Object pointing dataset rows:
____
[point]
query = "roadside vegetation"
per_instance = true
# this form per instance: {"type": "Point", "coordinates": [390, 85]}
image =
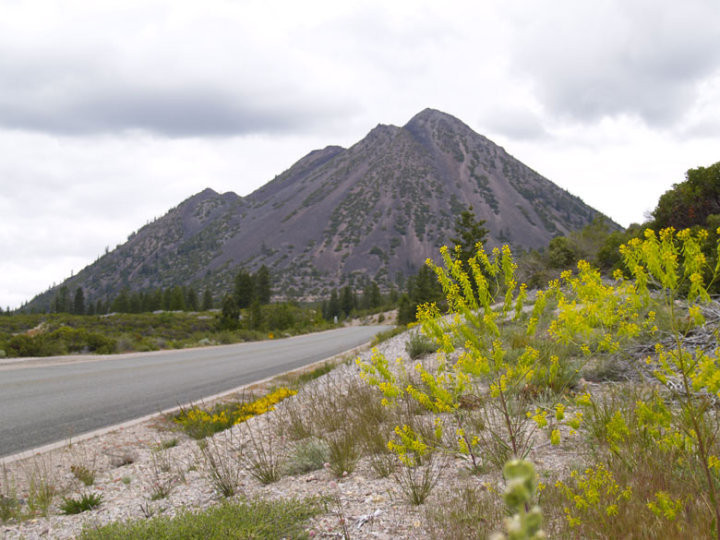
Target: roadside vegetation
{"type": "Point", "coordinates": [585, 408]}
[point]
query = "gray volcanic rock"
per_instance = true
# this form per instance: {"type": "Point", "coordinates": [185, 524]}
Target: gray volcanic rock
{"type": "Point", "coordinates": [375, 210]}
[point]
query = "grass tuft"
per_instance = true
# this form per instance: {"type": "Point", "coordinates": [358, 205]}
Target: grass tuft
{"type": "Point", "coordinates": [255, 519]}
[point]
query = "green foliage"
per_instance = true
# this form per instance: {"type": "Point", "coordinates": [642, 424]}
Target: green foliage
____
#### [Goal of the exercise]
Present all of the data above as a numbered list with one line per entry, leaving out blank lines and the pictures.

#### [Result of this task]
1. [point]
2. query = "roadside vegetation"
3. per_instance = true
4. # this form per instance: {"type": "Point", "coordinates": [390, 85]}
5. image =
6. Target: roadside vegetation
7. {"type": "Point", "coordinates": [585, 408]}
8. [point]
9. query = "gray volcanic rock"
10. per_instance = true
11. # this form per instance: {"type": "Point", "coordinates": [185, 524]}
12. Target: gray volcanic rock
13. {"type": "Point", "coordinates": [375, 210]}
14. [point]
15. query = "grass tuft"
16. per_instance = true
17. # this form per instance: {"type": "Point", "coordinates": [358, 205]}
18. Target: grass tuft
19. {"type": "Point", "coordinates": [255, 519]}
20. [point]
21. query = "green foliage"
22. per_instance = true
23. # this form per instance: {"type": "Point", "coordinates": [642, 424]}
24. Target: green foliage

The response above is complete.